=== SOURCE ===
▬▬▬▬▬▬
Tuesday, November 07, 2006

Agency

agency. plural agencies /-siz/

1. The faculty of acting or of exerting power; the state of being in action; action; instrumentality.
I recently took an online personality test and was particularly interested in one of the results: Agency. At first I didn't even know what "agency" meant. The site describes it as "How much you believe you determine your own outcomes. High means you believe that you have control over your life. Low means you believe that other factors--such as chance, fate, and powerful others--influence your life." I am not fatalistic. I have always believed that I have control over the choices I make, and that these choices determine my outcomes. Until recently, I've been very sure of these beliefs.
▬▬▬▬▬▬
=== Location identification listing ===
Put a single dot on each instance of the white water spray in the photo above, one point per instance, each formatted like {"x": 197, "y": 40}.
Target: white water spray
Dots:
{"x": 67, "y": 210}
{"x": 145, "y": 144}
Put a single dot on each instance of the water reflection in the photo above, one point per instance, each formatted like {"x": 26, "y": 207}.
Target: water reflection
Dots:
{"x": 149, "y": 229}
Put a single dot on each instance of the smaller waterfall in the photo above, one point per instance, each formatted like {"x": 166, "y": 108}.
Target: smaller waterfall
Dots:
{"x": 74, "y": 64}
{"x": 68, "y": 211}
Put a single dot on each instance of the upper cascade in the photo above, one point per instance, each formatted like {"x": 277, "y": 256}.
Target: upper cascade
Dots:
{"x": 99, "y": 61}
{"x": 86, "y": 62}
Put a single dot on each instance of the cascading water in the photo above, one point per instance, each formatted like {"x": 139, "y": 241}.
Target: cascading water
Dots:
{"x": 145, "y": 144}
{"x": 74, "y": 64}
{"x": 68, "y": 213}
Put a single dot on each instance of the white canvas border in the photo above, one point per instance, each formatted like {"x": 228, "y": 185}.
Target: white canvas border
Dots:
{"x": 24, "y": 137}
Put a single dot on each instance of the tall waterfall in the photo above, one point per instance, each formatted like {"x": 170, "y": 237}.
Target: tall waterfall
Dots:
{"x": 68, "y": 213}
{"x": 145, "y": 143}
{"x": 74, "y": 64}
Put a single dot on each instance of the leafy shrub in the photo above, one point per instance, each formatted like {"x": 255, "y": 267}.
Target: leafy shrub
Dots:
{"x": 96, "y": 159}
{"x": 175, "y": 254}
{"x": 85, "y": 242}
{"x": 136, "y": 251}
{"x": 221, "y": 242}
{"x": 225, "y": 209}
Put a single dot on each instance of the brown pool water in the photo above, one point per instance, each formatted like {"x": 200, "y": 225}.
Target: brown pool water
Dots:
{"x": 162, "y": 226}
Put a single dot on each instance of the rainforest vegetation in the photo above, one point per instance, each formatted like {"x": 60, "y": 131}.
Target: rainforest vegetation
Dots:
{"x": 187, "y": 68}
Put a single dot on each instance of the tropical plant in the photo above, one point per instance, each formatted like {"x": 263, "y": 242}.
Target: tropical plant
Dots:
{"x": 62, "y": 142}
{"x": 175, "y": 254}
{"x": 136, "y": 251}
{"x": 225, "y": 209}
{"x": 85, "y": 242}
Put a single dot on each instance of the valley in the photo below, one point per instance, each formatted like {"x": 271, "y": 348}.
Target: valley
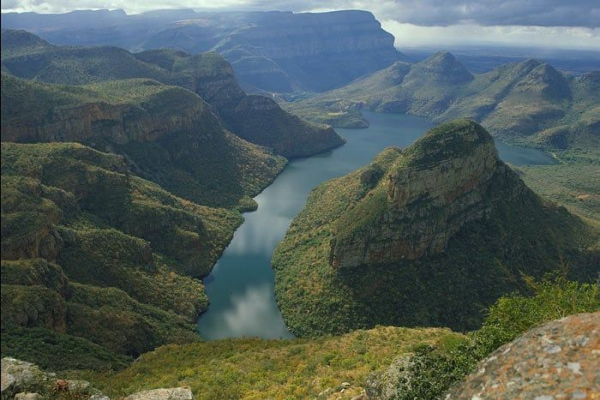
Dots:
{"x": 273, "y": 204}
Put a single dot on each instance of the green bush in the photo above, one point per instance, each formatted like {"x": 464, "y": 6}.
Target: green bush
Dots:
{"x": 433, "y": 370}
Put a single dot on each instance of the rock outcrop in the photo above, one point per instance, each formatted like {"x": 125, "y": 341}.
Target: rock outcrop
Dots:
{"x": 270, "y": 51}
{"x": 425, "y": 236}
{"x": 439, "y": 186}
{"x": 554, "y": 361}
{"x": 25, "y": 381}
{"x": 166, "y": 134}
{"x": 257, "y": 119}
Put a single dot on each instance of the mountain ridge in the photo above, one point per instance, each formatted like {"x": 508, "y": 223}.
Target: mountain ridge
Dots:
{"x": 424, "y": 236}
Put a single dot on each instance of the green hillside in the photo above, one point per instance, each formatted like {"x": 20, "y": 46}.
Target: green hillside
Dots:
{"x": 167, "y": 134}
{"x": 254, "y": 118}
{"x": 87, "y": 244}
{"x": 428, "y": 236}
{"x": 528, "y": 102}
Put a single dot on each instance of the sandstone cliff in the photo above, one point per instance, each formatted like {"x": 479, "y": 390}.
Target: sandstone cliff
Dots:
{"x": 256, "y": 119}
{"x": 428, "y": 235}
{"x": 167, "y": 134}
{"x": 270, "y": 51}
{"x": 437, "y": 187}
▬▬▬▬▬▬
=== WRITTEN PROBLEM 1 ===
Answer these questions about the blog post on agency:
(a) On what date is the post dated?
(b) What kind of test did the writer take online?
(c) According to the site, what does a high agency result mean?
=== WRITTEN PROBLEM 2 ===
Can you revise the blog post on agency from "Tuesday, November 07, 2006" up to and including "of these beliefs.", putting "character quiz" in place of "personality test"?
=== WRITTEN PROBLEM 3 ===
Could you extend the blog post on agency, picking up after its final sentence?
The listing is separate material and is unrelated to the blog post on agency.

=== TASK ANSWER 1 ===
(a) Tuesday, November 07, 2006
(b) An online personality test
(c) That you believe you have control over your life

=== TASK ANSWER 2 ===
Tuesday, November 07, 2006

Agency

agency. plural agencies /-siz/

1. The faculty of acting or of exerting power; the state of being in action; action; instrumentality.
I recently took an online character quiz and was particularly interested in one of the results: Agency. At first I didn't even know what "agency" meant. The site describes it as "How much you believe you determine your own outcomes. High means you believe that you have control over your life. Low means you believe that other factors--such as chance, fate, and powerful others--influence your life." I am not fatalistic. I have always believed that I have control over the choices I make, and that these choices determine my outcomes. Until recently, I've been very sure of these beliefs.

=== TASK ANSWER 3 ===
In June of this year I completed a 9-month yoga teacher training. A big part of yoga is acceptance: Acceptance of the body, mind, and spirit in the present moment. One of my teachers stated it best when she told us that "yoga is non-judgmental self-awareness." Increasing my awareness (and acceptance) has made me start to realize that choice isn't always part of the equation. For example, in my yoga practice, one day I might be able to go into the full expression of trikonasana, while the next, I might only be able to bring my supporting hand down to my shin or even my thigh. In that moment, I can't make a choice that will change the outcome. In practicing yoga I am asked to let go of my desire to control my body in the posture. I am asked to accept the posture as my body is capable, in this moment. Here's where it gets tricky: The idea isn't really to try to accept, because trying implies effort. Instead, I allow myself to surrender to the moment.

It's easier said than done.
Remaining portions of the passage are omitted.